Given instruction » Copy every item below word for word, with nothing added or left out.

Provided information »

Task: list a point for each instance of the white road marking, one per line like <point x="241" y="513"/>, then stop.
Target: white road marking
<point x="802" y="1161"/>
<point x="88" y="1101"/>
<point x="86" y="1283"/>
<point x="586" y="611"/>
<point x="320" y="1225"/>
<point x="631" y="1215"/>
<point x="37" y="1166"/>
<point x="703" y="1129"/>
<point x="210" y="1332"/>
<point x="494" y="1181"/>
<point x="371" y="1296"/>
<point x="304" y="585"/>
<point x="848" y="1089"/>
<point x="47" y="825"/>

Solution to this exercise »
Task: list a point for each instance of the white road marking, one per line like <point x="241" y="513"/>, then stop.
Target: white road marking
<point x="802" y="1161"/>
<point x="88" y="1101"/>
<point x="86" y="1283"/>
<point x="586" y="611"/>
<point x="320" y="1225"/>
<point x="631" y="1215"/>
<point x="37" y="1166"/>
<point x="703" y="1129"/>
<point x="210" y="1332"/>
<point x="494" y="1181"/>
<point x="371" y="1296"/>
<point x="304" y="585"/>
<point x="848" y="1089"/>
<point x="47" y="825"/>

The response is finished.